(Collected data)

---------------

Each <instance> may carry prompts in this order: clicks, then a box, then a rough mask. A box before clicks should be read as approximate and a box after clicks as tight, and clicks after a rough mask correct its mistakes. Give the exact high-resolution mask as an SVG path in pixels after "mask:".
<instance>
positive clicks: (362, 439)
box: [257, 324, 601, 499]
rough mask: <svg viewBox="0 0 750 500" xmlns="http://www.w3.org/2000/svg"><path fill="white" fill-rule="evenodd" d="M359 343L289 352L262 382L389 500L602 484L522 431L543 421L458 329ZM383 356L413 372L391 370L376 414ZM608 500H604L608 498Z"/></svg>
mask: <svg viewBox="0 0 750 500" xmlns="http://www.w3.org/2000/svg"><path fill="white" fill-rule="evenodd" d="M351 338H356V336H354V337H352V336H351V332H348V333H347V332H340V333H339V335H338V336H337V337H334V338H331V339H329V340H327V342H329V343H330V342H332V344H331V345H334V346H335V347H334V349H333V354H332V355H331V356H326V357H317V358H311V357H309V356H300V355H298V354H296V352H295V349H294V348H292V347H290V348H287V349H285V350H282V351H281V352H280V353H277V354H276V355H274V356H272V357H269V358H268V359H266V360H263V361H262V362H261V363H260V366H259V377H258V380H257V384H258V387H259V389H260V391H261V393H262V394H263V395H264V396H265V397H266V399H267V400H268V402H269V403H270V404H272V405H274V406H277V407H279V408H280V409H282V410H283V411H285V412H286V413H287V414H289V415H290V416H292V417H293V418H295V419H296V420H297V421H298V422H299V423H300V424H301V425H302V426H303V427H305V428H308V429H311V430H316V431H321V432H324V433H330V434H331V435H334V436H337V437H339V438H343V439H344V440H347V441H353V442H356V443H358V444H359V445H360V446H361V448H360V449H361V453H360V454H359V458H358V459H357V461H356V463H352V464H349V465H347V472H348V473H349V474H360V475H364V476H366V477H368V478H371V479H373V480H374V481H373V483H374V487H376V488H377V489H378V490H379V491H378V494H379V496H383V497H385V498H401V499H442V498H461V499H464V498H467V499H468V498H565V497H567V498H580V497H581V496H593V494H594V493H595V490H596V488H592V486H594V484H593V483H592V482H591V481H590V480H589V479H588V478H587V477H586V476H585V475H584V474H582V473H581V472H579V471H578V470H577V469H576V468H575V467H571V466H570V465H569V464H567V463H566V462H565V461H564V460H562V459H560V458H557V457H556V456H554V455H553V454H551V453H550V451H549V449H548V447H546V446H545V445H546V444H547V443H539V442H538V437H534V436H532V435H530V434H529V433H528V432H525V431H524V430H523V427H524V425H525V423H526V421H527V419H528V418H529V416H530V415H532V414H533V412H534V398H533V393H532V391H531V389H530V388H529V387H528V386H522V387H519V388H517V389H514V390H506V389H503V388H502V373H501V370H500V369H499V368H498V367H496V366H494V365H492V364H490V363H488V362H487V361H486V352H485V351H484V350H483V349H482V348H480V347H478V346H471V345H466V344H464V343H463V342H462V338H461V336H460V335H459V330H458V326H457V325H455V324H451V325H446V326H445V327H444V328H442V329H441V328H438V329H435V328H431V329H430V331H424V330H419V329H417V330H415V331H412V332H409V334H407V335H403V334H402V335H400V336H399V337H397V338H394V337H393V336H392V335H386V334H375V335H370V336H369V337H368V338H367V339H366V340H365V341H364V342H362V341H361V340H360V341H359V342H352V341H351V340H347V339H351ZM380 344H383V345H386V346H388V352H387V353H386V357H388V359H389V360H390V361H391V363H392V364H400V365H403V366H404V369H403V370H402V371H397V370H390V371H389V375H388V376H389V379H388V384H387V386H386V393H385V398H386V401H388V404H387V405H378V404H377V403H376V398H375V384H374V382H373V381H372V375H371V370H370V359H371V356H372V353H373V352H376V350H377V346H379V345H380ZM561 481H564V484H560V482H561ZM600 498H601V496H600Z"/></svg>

---------------

→ **Your objective**: Copy only the entries from the first line to the line with "box: [257, 324, 601, 499]", each exactly as it appears.

→ **Result**:
Each <instance> may carry prompts in this order: clicks, then a box, then a rough mask. A box before clicks should be read as approximate and a box after clicks as tight, and clicks after a rough mask correct its mistakes. Give the exact high-resolution mask as an SVG path in pixels after "mask:".
<instance>
positive clicks: (362, 439)
box: [257, 324, 601, 499]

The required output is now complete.